◆ **PASSAGE TO READ**:

Download chickens.csv to your working directory. Make sure to set your working directory appropriately! This dataset was created by modifying the R built-in dataset chickwts.
Import the chickens.csv data into R. Store it in a data.frame named ch_df and print out the entire ch_df to the screen.
ch_df<-read.csv("chickens.csv")
library(tidyverse)
## -- Attaching packages ------------------------------ tidyverse 1.2.1 --
## v ggplot2 3.2.1 v purrr 0.3.2
## v tibble 2.1.3 v dplyr 0.8.3
## v tidyr 0.8.3 v stringr 1.4.0
## v readr 1.3.1 v forcats 0.4.0
## -- Conflicts --------------------------------- tidyverse_conflicts() --
## x dplyr::filter() masks stats::filter()
## x dplyr::lag() masks stats::lag()
There are some missing values in this dataset. Unfortunately they are represented in a number of different ways.
sum(is.na(ch_df))
## [1] 7
ch_df <- ch_df %>%
mutate(weight = replace(weight, weight == "na", NA)) %>%
mutate(weight = replace(weight, weight == "N/A", NA)) %>%
mutate(weight = replace(weight, weight == "", NA)) %>%
mutate(weight = replace(weight, weight == "?", NA)) %>%
mutate(weight = replace(weight, weight == "NA", NA))
ch_df <- ch_df %>%
mutate(feed = replace(feed, feed == "na", NA)) %>%
mutate(feed = replace(feed, feed == "N/A", NA)) %>%
mutate(feed = replace(feed, feed == "", NA)) %>%
mutate(feed = replace(feed, feed == "?", NA)) %>%
mutate(feed = replace(feed, feed == "NA", NA))
Now that the dataset is clean, let’s see what percentage of our data is missing.
((sum(is.na(ch_df$weight))/(length(ch_df$weight))*100))
## [1] 18.30986
((sum(is.na(ch_df$feed))/(length(ch_df$feed))*100))

◆ **COMPLETE THE FOLLOWING**:
1) According to the R tutorial on the chickens data, which built-in R dataset was modified to create chickens.csv?
2) Reproduce the part of the R tutorial on the chickens data starting at "Download chickens.csv to" and ending at "dplyr::lag() masks stats::lag()".
3) Take the R tutorial on the chickens data further, picking up right after its last line.

◆ **RECORDS PROVIDED**:
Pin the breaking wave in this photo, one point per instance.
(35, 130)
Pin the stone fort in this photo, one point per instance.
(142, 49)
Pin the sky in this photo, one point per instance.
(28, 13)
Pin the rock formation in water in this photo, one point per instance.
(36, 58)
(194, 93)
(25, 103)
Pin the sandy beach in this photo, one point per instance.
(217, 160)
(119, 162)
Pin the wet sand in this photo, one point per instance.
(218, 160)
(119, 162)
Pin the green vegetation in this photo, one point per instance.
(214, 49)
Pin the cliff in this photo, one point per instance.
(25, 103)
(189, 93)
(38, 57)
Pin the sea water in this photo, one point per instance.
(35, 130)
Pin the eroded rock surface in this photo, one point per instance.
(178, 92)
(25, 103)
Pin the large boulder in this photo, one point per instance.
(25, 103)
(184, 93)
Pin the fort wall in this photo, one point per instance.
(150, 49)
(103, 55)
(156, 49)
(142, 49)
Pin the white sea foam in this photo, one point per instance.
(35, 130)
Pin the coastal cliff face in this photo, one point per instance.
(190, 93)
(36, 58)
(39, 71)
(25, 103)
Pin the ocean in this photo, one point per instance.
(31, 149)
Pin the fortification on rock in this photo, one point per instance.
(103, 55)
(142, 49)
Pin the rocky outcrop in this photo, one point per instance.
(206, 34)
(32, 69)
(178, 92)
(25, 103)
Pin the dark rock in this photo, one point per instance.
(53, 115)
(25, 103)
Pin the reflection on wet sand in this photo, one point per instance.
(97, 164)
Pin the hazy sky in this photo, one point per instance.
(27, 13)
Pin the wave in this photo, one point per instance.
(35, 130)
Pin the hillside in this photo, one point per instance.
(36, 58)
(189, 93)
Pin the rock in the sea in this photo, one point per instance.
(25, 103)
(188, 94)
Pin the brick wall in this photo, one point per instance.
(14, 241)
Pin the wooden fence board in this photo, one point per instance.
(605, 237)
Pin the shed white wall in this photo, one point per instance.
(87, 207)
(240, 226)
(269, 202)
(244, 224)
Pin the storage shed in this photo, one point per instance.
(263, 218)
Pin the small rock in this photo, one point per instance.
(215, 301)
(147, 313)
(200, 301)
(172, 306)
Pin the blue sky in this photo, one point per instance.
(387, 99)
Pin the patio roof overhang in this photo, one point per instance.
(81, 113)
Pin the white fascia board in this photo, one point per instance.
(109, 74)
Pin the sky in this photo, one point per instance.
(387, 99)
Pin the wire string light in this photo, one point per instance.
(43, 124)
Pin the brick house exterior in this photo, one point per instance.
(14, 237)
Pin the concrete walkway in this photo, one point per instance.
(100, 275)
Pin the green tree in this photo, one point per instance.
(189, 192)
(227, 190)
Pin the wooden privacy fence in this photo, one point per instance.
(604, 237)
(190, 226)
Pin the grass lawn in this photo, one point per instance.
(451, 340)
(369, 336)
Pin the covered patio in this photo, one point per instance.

◆ **ANSWERS**:
1) chickwts

2)
Download chickens.csv to your working directory. Make sure to set your working directory appropriately! This dataset was created by modifying the R built-in dataset chickwts.
Import the chickens.csv data into R. Store it in a data.frame named ch_df and print out the entire ch_df to the screen.
ch_df<-read.csv("chickens.csv")
library(tidyverse)
## -- Attaching packages ------------------------------ tidyverse 1.2.1 --
## v ggplot2 3.2.1 v purrr 0.3.2
## v tibble 2.1.3 v dplyr 0.8.3
## v tidyr 0.8.3 v stringr 1.4.0
## v readr 1.3.1 v forcats 0.4.0
## -- Conflicts --------------------------------- tidyverse_conflicts() --
## x dplyr::filter() masks stats::filter()
## x dplyr::lag() masks stats::lag()

3)
## [1] 14.08451
((sum(is.na(ch_df))/(length(ch_df$weight)+length(ch_df$feed))*100))
## [1] 16.19718
print("Percentage of missing data in the weight column: 18.31%")
## [1] "Percentage of missing data in the weight column: 18.31%"
print("Percentage of missing data in the feed column: 14.08%")
## [1] "Percentage of missing data in the feed column: 14.08%"
print("Percentage of missing data in the entire dataset: 16.20%")
## [1] "Percentage of missing data in the entire dataset: 16.20%"
EXTRA CREDIT (Optional): Figure out how to create these print statements so that the name and percentage number are not hard-coded into the statement. In other words, so that the name and percentage number are read in dynamically (for example, from a variable, from a function call, etc.) instead of just written in the statement. Please ask me for clarification if necessary.
x<-((sum(is.na(ch_df$weight))/(length(ch_df$weight))*100))
y<-((sum(is.na(ch_df$feed))/(length(ch_df$feed))*100))
z<-((sum(is.na(ch_df))/(length(ch_df$weight)+length(ch_df$feed))*100))
cat("weight column:", x,"\n")
## weight column: 18.30986
cat("feed column:", y,"\n")
## feed column: 14.08451
cat("entire dataset:", z, "\n")
## entire dataset: 16.19718
ch_df$weight<-as.character(ch_df$weight)
ch_df$weight<-as.numeric(ch_df$weight)
## Warning: NAs introduced by coercion
df<-ch_df %>%
group_by(feed)%>%
summarise(weight_mean=mean(weight,na.rm = TRUE),weight_median=median(weight,na.rm = TRUE))
## Warning: Factor `feed` contains implicit NA, consider using
## `forcats::fct_explicit_na`
df
## # A tibble: 9 x 3
## feed weight_mean weight_median
## <fct> <dbl> <dbl>
## 1 casein 314. 325
## 2 horsebean 161. 160
## 3 linseed 232. 236.
## 4 meatmeal 304. 315
## 5 not sure 329 329
## 6 soybean 242. 249
## 7 sunflower 353. 340
## 8 unknown 263 263
## 9 <NA> 241. 217
which.max(df$weight_median)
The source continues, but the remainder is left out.